• Records from a point labeling set:
================

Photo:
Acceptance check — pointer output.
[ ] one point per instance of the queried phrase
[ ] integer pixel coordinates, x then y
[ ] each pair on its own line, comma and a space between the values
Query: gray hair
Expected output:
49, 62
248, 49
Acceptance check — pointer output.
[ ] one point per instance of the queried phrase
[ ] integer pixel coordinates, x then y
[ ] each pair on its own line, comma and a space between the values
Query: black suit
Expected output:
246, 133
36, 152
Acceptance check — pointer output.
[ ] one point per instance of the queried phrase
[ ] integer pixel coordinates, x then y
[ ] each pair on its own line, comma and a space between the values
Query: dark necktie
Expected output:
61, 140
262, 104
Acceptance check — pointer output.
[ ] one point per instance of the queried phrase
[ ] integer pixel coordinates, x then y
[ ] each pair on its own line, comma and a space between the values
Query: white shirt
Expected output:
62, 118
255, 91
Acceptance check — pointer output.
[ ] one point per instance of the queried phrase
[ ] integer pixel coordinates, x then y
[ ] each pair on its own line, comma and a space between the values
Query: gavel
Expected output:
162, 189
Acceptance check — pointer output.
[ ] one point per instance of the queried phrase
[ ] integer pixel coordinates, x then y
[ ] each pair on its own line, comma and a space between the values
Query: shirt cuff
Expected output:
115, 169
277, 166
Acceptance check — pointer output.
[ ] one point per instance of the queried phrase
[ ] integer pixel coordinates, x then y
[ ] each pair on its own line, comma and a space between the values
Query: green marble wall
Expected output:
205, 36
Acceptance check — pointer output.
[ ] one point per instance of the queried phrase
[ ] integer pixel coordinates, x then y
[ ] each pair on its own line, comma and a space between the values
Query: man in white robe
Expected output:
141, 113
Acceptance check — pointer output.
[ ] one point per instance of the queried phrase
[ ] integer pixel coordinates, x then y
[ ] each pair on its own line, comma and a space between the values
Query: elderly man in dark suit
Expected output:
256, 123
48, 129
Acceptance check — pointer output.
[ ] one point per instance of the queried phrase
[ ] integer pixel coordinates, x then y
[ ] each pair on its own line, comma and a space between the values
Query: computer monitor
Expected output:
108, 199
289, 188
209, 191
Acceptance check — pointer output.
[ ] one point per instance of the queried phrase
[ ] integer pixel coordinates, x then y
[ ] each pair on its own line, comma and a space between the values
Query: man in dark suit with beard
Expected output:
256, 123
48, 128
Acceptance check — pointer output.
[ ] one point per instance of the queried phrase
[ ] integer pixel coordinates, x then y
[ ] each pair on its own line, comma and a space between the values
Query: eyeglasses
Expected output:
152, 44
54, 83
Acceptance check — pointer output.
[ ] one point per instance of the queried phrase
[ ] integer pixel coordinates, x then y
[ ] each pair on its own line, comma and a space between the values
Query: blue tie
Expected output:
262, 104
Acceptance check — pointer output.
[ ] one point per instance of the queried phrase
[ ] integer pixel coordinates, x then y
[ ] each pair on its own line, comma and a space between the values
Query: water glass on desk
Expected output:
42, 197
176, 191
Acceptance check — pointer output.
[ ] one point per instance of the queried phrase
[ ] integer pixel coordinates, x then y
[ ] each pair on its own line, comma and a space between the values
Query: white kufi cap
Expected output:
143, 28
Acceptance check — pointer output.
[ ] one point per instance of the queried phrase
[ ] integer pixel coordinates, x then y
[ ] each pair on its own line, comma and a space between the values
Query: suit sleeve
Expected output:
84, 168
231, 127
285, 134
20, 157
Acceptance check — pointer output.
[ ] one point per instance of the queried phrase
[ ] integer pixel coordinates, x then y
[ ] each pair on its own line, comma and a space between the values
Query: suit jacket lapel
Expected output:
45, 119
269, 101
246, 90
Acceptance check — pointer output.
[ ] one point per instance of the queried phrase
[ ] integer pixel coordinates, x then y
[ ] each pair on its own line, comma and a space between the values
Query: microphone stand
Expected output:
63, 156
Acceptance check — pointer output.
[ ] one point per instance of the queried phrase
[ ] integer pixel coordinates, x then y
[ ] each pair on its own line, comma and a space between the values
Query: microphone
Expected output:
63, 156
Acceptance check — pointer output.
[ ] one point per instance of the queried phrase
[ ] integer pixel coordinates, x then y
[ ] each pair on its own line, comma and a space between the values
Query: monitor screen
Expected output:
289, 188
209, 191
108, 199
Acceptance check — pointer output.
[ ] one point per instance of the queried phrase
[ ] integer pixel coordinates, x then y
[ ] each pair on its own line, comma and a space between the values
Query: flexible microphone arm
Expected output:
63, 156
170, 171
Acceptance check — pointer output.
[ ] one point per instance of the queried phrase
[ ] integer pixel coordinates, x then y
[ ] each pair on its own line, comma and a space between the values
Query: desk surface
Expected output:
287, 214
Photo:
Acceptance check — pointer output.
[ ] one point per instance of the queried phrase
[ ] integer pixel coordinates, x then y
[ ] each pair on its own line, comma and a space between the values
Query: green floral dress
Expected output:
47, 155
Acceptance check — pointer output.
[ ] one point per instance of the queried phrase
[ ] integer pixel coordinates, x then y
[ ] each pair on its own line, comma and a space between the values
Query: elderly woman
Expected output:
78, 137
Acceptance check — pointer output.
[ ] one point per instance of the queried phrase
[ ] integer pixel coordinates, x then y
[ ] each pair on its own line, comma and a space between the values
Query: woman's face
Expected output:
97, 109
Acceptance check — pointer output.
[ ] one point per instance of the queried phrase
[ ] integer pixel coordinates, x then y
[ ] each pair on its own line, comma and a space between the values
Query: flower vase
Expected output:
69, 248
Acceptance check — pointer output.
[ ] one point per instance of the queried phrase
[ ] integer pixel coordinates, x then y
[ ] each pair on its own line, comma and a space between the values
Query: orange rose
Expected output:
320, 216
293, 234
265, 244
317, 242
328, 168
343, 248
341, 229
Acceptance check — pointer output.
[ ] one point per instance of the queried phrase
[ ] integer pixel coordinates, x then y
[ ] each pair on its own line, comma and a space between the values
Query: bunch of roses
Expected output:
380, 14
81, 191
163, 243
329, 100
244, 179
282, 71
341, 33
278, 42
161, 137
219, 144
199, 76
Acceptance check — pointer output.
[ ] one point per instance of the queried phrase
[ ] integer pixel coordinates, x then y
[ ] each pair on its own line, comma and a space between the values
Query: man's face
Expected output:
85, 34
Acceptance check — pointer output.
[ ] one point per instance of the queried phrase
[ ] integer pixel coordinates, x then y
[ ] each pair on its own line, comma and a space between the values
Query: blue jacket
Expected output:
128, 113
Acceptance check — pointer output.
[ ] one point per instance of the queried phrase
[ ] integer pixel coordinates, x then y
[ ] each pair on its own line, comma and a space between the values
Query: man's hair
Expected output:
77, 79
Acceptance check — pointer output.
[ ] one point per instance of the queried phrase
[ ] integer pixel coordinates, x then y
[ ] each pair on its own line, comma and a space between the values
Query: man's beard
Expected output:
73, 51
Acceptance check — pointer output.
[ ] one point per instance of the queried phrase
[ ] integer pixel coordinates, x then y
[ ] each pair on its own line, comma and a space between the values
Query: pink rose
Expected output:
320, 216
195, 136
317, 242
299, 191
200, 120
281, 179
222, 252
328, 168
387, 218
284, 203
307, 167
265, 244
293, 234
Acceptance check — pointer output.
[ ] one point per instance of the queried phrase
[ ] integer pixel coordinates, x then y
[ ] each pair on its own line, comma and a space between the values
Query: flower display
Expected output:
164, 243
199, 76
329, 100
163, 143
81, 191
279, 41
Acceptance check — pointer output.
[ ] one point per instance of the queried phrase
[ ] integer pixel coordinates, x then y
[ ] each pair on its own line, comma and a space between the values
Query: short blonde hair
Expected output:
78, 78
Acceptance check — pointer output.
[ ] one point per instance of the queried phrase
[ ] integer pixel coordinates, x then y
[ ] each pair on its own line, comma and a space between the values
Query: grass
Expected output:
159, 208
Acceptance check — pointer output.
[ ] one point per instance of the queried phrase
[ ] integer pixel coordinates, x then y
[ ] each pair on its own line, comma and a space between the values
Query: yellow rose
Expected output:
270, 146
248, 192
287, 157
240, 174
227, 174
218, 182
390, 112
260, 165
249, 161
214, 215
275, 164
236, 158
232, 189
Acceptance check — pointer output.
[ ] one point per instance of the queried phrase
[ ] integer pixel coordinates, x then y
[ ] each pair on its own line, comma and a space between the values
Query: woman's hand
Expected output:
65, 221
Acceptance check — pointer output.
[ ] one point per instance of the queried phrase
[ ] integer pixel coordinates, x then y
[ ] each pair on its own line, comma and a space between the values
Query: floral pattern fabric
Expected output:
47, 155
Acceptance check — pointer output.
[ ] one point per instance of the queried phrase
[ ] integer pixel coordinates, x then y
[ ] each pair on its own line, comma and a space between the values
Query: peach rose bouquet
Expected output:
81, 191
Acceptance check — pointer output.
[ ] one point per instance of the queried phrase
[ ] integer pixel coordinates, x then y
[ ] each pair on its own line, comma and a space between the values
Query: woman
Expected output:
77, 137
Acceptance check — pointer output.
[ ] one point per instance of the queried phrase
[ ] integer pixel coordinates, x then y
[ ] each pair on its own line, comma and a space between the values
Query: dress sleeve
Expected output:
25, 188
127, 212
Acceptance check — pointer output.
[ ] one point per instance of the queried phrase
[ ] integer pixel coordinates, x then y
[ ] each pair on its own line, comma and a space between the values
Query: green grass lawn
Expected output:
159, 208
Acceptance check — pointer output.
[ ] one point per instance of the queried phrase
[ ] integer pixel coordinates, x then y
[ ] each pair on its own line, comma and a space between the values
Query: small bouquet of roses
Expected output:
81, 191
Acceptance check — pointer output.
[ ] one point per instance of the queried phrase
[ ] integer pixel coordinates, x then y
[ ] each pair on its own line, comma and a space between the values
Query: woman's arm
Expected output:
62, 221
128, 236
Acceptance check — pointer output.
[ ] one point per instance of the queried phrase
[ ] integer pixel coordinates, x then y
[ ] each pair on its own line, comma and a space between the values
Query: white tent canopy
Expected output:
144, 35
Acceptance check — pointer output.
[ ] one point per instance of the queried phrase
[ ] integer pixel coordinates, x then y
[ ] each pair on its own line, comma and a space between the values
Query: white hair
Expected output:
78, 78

================

• Written request: Show every line of the records that contains the string "sleeve". Case counts.

• Output for this exercise:
Query: suit sleeve
Query: dress sleeve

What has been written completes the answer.